Extract all lines that hold "water" from the records below.

[Referring expression grounding data]
------------------------------------------------

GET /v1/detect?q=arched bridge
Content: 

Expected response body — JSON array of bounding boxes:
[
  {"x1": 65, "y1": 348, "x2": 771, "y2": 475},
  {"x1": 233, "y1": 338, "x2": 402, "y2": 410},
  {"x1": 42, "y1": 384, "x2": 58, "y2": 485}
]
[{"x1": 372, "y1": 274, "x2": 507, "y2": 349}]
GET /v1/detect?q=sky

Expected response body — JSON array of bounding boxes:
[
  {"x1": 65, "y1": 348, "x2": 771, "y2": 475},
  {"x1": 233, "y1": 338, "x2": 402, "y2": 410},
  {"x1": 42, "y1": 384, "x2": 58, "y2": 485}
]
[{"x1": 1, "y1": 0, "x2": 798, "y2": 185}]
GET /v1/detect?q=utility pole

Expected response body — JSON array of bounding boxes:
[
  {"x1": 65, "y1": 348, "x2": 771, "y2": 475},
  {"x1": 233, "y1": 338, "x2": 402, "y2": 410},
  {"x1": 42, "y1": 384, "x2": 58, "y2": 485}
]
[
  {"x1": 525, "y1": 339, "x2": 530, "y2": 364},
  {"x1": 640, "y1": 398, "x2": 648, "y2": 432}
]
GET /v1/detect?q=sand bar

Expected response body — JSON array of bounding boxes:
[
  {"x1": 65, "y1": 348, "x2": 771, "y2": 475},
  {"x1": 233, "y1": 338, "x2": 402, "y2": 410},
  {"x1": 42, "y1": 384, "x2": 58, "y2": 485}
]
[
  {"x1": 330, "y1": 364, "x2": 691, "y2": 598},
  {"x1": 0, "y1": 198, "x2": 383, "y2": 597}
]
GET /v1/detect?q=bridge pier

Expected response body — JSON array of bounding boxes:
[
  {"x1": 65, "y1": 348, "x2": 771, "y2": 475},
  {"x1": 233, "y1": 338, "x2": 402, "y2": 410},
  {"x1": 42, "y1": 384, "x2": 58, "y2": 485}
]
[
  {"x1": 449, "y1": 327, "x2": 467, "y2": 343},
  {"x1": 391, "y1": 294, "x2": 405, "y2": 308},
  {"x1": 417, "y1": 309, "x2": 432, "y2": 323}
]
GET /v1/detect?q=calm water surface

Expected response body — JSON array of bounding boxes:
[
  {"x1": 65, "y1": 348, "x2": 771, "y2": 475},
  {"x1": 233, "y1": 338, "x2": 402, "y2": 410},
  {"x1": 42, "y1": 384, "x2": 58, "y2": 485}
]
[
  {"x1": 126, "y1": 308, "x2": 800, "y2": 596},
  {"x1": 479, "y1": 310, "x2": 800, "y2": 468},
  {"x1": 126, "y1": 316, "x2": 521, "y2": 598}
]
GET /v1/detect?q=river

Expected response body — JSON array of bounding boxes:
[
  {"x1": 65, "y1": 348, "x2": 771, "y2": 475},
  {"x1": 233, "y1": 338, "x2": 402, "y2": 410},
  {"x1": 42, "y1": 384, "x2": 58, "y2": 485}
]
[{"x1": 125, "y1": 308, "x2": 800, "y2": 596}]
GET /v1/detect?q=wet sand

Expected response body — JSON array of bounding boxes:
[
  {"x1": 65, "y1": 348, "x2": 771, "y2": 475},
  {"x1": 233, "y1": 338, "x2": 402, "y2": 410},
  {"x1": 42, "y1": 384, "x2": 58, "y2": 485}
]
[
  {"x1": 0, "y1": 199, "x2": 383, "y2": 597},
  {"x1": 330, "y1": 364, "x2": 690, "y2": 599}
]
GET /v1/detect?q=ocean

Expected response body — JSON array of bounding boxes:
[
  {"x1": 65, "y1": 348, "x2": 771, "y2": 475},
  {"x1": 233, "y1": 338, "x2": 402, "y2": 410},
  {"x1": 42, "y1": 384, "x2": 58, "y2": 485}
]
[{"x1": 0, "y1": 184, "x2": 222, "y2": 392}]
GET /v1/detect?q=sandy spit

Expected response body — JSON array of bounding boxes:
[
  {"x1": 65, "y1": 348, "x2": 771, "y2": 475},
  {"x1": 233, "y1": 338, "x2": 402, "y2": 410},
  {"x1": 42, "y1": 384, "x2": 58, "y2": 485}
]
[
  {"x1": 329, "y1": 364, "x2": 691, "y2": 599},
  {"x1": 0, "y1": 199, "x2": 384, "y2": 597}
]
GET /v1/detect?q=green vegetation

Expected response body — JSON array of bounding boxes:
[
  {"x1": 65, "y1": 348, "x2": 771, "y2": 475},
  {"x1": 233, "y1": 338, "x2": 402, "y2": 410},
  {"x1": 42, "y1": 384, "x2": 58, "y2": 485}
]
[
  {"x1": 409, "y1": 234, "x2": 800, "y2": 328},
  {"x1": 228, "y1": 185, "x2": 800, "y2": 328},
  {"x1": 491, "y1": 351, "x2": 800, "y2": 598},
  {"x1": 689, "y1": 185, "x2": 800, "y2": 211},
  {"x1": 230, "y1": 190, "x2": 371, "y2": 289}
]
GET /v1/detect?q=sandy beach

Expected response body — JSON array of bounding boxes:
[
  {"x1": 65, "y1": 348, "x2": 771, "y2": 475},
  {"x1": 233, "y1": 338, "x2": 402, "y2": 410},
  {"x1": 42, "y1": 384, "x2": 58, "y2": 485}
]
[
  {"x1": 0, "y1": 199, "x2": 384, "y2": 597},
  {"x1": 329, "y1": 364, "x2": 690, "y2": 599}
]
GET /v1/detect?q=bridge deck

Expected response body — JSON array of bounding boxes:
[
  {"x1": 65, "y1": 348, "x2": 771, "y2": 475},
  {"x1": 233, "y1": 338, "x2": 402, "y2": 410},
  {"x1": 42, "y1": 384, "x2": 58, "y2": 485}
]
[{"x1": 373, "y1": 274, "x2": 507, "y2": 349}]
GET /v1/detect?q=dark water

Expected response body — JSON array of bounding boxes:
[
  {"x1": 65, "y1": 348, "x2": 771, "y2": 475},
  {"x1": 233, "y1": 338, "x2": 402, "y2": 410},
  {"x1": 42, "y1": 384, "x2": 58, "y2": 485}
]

------------------------------------------------

The completed task:
GET /v1/detect?q=calm water surface
GET /v1/detect?q=dark water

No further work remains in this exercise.